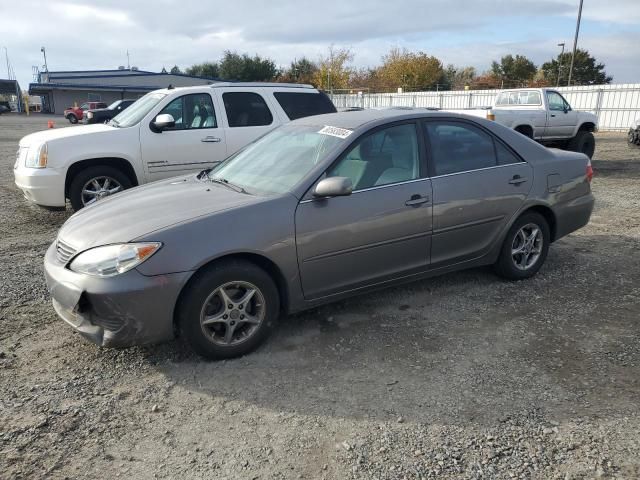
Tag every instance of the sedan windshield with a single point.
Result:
(278, 161)
(137, 111)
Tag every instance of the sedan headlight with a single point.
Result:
(37, 157)
(113, 260)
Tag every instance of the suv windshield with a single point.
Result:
(136, 112)
(278, 161)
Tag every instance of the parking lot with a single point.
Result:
(460, 376)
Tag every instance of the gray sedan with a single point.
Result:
(320, 209)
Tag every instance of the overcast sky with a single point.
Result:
(85, 35)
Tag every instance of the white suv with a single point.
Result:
(166, 133)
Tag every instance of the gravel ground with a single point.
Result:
(462, 376)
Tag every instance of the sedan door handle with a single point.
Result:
(416, 200)
(517, 180)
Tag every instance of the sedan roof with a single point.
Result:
(355, 119)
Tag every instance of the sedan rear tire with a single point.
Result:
(228, 310)
(583, 142)
(525, 247)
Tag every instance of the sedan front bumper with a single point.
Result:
(128, 309)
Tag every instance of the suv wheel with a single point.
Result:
(583, 142)
(525, 247)
(228, 310)
(94, 183)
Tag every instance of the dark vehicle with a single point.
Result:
(74, 114)
(103, 115)
(317, 210)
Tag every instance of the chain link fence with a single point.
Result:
(616, 106)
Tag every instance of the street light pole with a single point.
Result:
(6, 56)
(560, 63)
(44, 53)
(575, 43)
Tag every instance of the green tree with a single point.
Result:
(586, 70)
(410, 70)
(300, 71)
(333, 69)
(205, 69)
(514, 71)
(457, 78)
(234, 66)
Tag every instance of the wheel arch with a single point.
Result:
(266, 264)
(587, 127)
(120, 163)
(548, 215)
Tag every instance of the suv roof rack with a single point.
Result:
(259, 84)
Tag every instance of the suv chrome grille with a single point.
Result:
(64, 251)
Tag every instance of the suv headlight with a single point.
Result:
(112, 260)
(37, 157)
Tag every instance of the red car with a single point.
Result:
(74, 114)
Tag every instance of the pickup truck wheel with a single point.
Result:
(228, 309)
(583, 142)
(95, 183)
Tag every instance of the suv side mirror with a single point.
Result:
(162, 122)
(333, 187)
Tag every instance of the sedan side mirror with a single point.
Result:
(333, 187)
(162, 122)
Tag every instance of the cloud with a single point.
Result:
(85, 35)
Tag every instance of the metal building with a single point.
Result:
(63, 89)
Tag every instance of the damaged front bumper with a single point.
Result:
(128, 309)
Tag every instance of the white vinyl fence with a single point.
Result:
(615, 105)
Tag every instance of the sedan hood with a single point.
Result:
(142, 210)
(57, 133)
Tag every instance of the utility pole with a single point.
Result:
(560, 63)
(575, 43)
(46, 68)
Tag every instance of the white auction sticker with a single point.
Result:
(336, 132)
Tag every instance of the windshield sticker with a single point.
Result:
(336, 132)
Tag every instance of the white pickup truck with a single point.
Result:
(544, 115)
(166, 133)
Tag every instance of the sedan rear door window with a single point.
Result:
(459, 147)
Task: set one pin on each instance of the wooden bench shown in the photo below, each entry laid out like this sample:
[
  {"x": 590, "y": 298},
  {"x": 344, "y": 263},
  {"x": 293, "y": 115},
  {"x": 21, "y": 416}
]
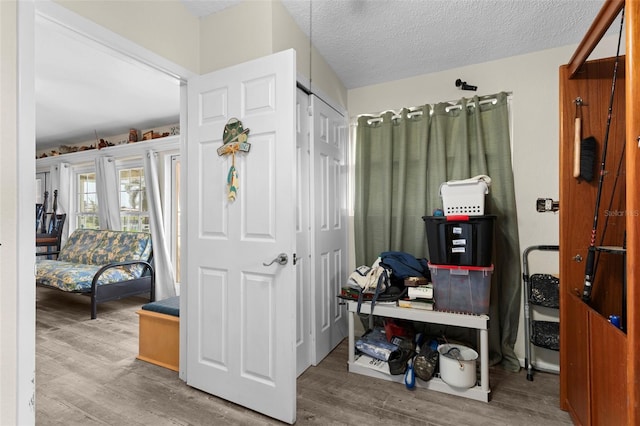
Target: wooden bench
[{"x": 159, "y": 337}]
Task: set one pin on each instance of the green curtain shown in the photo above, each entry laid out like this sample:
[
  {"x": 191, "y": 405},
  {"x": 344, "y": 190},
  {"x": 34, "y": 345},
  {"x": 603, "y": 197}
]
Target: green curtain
[{"x": 401, "y": 161}]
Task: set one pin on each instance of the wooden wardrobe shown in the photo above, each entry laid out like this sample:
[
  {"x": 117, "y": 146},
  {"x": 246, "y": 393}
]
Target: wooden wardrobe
[{"x": 599, "y": 363}]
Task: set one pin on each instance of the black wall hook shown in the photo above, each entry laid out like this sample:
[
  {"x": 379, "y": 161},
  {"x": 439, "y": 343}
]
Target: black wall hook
[{"x": 464, "y": 86}]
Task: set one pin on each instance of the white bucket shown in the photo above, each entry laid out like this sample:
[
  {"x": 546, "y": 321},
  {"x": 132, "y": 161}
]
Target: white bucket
[{"x": 460, "y": 372}]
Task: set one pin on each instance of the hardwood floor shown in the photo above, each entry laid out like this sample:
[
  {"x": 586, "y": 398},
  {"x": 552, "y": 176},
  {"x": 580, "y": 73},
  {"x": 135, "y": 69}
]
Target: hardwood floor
[{"x": 87, "y": 374}]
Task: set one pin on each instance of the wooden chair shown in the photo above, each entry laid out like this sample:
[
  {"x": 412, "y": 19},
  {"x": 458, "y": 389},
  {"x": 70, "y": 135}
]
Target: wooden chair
[{"x": 52, "y": 238}]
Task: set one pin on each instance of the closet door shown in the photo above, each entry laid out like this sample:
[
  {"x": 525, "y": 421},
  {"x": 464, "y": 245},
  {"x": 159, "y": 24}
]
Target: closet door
[{"x": 329, "y": 232}]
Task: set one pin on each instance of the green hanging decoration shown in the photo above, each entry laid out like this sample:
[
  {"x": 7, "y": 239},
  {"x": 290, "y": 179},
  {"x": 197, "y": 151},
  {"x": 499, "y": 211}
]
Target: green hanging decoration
[{"x": 234, "y": 139}]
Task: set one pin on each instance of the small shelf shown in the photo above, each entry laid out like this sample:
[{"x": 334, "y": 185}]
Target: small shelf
[{"x": 480, "y": 392}]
⁂
**Task goal**
Exactly reproduce the run of lines from the start of the listing through the line with "Tag every instance of the suv windshield", inclusive; pictures are not copied.

**Output of the task**
Tag every instance of the sedan windshield with a single point.
Result:
(278, 161)
(137, 111)
Tag every instance of the sedan headlight with a single point.
Result:
(37, 157)
(113, 260)
Tag every instance of the suv windshield with a single point.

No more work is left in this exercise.